**The problem**
Reproduce the following entries verbatim, every line included.

**Region labeling records**
%%

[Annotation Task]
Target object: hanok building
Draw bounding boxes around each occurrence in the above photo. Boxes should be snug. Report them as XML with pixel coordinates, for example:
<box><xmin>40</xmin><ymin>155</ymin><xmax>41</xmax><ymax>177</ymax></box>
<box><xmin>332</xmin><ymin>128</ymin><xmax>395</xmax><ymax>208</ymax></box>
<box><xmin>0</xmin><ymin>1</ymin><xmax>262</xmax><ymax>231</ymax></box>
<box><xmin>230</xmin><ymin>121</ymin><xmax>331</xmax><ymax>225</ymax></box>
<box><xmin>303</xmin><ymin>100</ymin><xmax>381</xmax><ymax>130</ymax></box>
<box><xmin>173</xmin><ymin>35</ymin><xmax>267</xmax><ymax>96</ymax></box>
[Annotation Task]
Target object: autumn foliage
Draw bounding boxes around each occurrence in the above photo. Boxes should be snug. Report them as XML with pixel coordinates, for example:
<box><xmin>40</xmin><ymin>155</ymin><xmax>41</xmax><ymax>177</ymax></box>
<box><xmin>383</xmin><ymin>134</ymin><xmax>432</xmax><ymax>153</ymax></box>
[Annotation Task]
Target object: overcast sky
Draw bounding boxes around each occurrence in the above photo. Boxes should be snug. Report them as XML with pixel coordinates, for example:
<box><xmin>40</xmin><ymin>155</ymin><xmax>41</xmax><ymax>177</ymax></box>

%%

**Reply to the task**
[Annotation Task]
Target object: hanok building
Draw bounding boxes around each occurrence in the above photo. Boxes should be snug. Report them as XML with pixel coordinates, for example:
<box><xmin>40</xmin><ymin>155</ymin><xmax>41</xmax><ymax>177</ymax></box>
<box><xmin>332</xmin><ymin>128</ymin><xmax>395</xmax><ymax>208</ymax></box>
<box><xmin>0</xmin><ymin>1</ymin><xmax>262</xmax><ymax>231</ymax></box>
<box><xmin>230</xmin><ymin>121</ymin><xmax>331</xmax><ymax>225</ymax></box>
<box><xmin>303</xmin><ymin>100</ymin><xmax>381</xmax><ymax>130</ymax></box>
<box><xmin>173</xmin><ymin>35</ymin><xmax>267</xmax><ymax>96</ymax></box>
[Annotation Task]
Target object: autumn foliage
Draw bounding boxes around each occurrence in the above photo. Boxes should be snug. Report them as XML with pixel coordinates, for example:
<box><xmin>40</xmin><ymin>155</ymin><xmax>41</xmax><ymax>177</ymax></box>
<box><xmin>383</xmin><ymin>134</ymin><xmax>432</xmax><ymax>153</ymax></box>
[Annotation Task]
Target object: overcast sky
Draw bounding boxes around each occurrence in the above photo. Boxes should be snug. Report them as XML with pixel coordinates, for example:
<box><xmin>40</xmin><ymin>155</ymin><xmax>41</xmax><ymax>177</ymax></box>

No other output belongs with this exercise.